§ **What is expected**
How many lines in the records below include "tabletop"? Answer with the number only.

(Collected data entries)
***

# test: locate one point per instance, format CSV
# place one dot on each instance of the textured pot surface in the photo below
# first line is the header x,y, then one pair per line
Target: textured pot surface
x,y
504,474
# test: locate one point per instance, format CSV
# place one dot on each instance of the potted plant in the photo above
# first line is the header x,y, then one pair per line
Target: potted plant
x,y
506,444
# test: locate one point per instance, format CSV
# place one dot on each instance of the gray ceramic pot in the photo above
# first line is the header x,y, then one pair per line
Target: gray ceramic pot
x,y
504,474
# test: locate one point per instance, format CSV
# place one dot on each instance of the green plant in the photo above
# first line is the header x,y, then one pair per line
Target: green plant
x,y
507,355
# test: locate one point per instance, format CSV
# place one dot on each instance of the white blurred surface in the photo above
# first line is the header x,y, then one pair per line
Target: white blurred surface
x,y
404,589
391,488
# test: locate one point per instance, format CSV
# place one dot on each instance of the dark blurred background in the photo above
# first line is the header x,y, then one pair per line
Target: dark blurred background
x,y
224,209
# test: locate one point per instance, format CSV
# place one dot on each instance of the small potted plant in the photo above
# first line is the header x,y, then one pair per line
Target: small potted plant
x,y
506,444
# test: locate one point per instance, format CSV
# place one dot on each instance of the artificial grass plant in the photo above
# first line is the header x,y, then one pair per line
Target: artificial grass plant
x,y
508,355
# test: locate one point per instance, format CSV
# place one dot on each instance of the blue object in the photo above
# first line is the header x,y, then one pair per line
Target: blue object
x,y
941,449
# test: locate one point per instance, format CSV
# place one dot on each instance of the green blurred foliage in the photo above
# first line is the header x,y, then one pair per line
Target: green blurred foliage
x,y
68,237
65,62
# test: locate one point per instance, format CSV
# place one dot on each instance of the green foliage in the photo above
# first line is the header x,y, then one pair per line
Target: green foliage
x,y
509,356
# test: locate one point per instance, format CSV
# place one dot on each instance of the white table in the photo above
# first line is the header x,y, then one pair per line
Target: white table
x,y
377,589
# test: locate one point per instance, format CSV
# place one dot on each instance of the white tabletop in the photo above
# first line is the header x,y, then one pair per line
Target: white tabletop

***

§ **Output of the task**
2